_Required work_
Word for word, write the records out again, but omit each picture.

Source data:
>>>>>

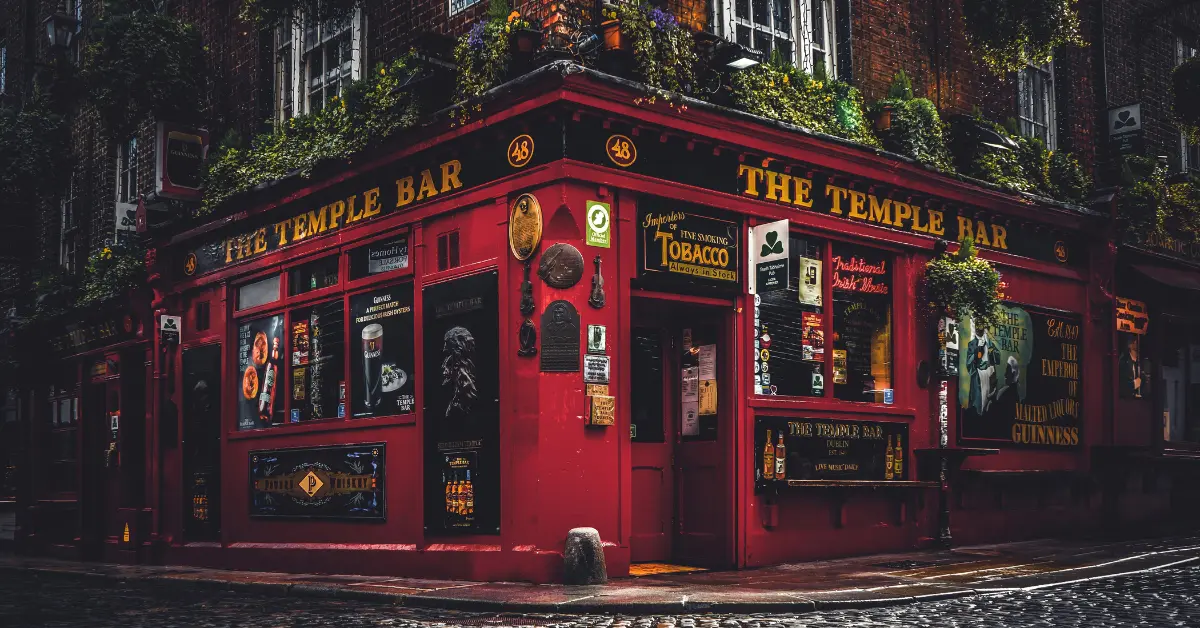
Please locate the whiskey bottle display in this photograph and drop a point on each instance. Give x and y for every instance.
(898, 459)
(780, 458)
(267, 399)
(888, 460)
(768, 459)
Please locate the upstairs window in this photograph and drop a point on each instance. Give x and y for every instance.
(1036, 109)
(802, 33)
(316, 61)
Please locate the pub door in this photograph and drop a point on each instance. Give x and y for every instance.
(202, 443)
(681, 424)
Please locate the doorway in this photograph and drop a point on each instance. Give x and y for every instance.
(682, 420)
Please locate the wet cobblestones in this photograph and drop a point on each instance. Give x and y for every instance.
(1163, 598)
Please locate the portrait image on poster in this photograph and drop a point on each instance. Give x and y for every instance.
(1019, 381)
(261, 346)
(382, 377)
(461, 395)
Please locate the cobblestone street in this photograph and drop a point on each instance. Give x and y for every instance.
(1163, 598)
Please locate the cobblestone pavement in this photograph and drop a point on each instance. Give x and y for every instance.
(1163, 598)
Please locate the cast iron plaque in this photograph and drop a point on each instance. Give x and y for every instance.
(561, 338)
(562, 265)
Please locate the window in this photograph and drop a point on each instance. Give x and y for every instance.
(801, 31)
(70, 228)
(1189, 153)
(315, 61)
(261, 292)
(127, 171)
(1036, 111)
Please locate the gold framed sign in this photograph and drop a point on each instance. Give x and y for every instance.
(525, 226)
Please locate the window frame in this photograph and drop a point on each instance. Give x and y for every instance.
(1189, 153)
(799, 31)
(1035, 85)
(828, 241)
(291, 53)
(342, 291)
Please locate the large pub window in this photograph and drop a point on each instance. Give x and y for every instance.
(312, 344)
(801, 351)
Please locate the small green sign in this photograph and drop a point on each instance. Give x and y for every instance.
(599, 223)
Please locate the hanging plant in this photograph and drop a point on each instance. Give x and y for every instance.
(276, 11)
(1009, 34)
(111, 273)
(965, 285)
(781, 91)
(144, 64)
(372, 109)
(1186, 97)
(484, 54)
(913, 126)
(664, 51)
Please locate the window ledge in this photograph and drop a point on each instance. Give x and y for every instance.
(324, 425)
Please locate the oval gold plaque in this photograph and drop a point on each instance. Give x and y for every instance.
(525, 226)
(562, 265)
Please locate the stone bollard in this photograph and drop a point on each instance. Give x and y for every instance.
(583, 557)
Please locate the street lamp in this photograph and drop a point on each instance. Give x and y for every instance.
(60, 28)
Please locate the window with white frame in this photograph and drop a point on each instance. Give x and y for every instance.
(1036, 111)
(127, 171)
(799, 31)
(70, 227)
(1189, 153)
(316, 61)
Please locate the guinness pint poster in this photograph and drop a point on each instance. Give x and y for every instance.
(259, 350)
(382, 353)
(1019, 381)
(462, 411)
(342, 482)
(677, 240)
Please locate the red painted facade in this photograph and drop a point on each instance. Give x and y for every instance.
(681, 501)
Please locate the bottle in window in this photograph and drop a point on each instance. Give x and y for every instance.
(267, 399)
(768, 459)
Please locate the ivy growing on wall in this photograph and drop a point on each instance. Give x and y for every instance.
(1009, 34)
(370, 111)
(142, 63)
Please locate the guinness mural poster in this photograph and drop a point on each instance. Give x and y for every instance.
(462, 411)
(259, 346)
(1019, 381)
(382, 353)
(342, 482)
(677, 240)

<<<<<

_Solution to this problem_
Please locate the whiskey bottle display in this photograph and drop a point on each instance. Give x and y for every instance.
(898, 459)
(780, 458)
(267, 399)
(888, 460)
(768, 459)
Please locate the upstairs window in this photograph and drop a point on each instance. Give x and y for every instance.
(1036, 109)
(802, 33)
(316, 61)
Please locate the pub door in this photograph and drop a point on each instance. Give x and y for every instance.
(202, 443)
(681, 424)
Please locate the doorway in this photograph and drop a point on each instance. Give x and y for every instance.
(682, 420)
Please locate the wet cobblestones in this photograph and drop a point on each instance. Give x and y for every instance.
(1163, 598)
Please locate the portrait image on poster in this photograph and drop a point on each instance. Give x and y for every instance.
(1019, 381)
(261, 346)
(382, 377)
(461, 395)
Please locate the cobblestone street in this photograph and drop a point on each instance. Give x and y for every instance.
(1163, 598)
Please locate the cobblestone pavement in this photograph and drop a point on each instance. Give x and y for every instance.
(1163, 598)
Please locate the cast iron plaque in this photograph and drop a point on each instance. Give x and y for every instance.
(561, 338)
(562, 265)
Please locate the window in this photograph and drop a point on each instance. Give x and y for every instance.
(801, 31)
(70, 228)
(1189, 153)
(315, 61)
(261, 292)
(127, 171)
(1036, 111)
Please locate the gold framed sign in this photograph and drop a point on each instance. Give x and y for every instance.
(525, 226)
Please locate the window frame in this photograph and drop a point on each instance. Give x and y for every instance.
(1189, 153)
(799, 31)
(1035, 85)
(828, 241)
(291, 53)
(342, 291)
Please locate the large pub window in this photograph and drop a point on each instance. Give x and y for every instance.
(312, 344)
(801, 351)
Please locate the small green sign in this photograph and drop a point on each instance. Give x and y for every instance.
(599, 223)
Please locate the hanging plant in this photograph and drop a point on each instance. Give x and y for every instance.
(276, 11)
(1009, 34)
(111, 273)
(965, 285)
(781, 91)
(144, 64)
(372, 109)
(1186, 97)
(484, 54)
(913, 126)
(664, 51)
Please locate the window ledge in this photograph and drop a point on each instance. Give x and y for every instance.
(324, 425)
Please locate the oval gold plaque in this photograph and drop a point on each instance. Give x and y for every instance.
(525, 226)
(562, 265)
Please locate the stone bollard in this photograph and drop a point on each instance. Give x and y for every instance.
(583, 557)
Please locate the street lamp in this photograph and drop a point on each instance. Give x and y for every instance.
(60, 28)
Please locate the window with white frame in this photograph and drop a point on each instance. Give x and y for every instance.
(1036, 111)
(127, 171)
(799, 31)
(70, 227)
(1189, 153)
(316, 61)
Please locate the guinness pint poster in this photograph and drop a point on each instance. Give x and y for every instance.
(259, 350)
(382, 353)
(1019, 381)
(462, 411)
(342, 482)
(677, 240)
Please locate the red painted facade in this photograph and drop a point on each instance. Give x and y for every instance.
(681, 501)
Please locate the bottle in window in this photograph and drop a point on each instance. Give x and y for every instance.
(267, 399)
(768, 459)
Please locate the ivy growing on wall in this photograph and drop a point on each instance. Give x and y for every instance.
(1009, 34)
(370, 111)
(142, 63)
Please locate the guinness mural poster in this photograph and drop a point on each instance. Give x and y for every instance.
(462, 411)
(259, 346)
(1019, 381)
(382, 353)
(342, 482)
(677, 240)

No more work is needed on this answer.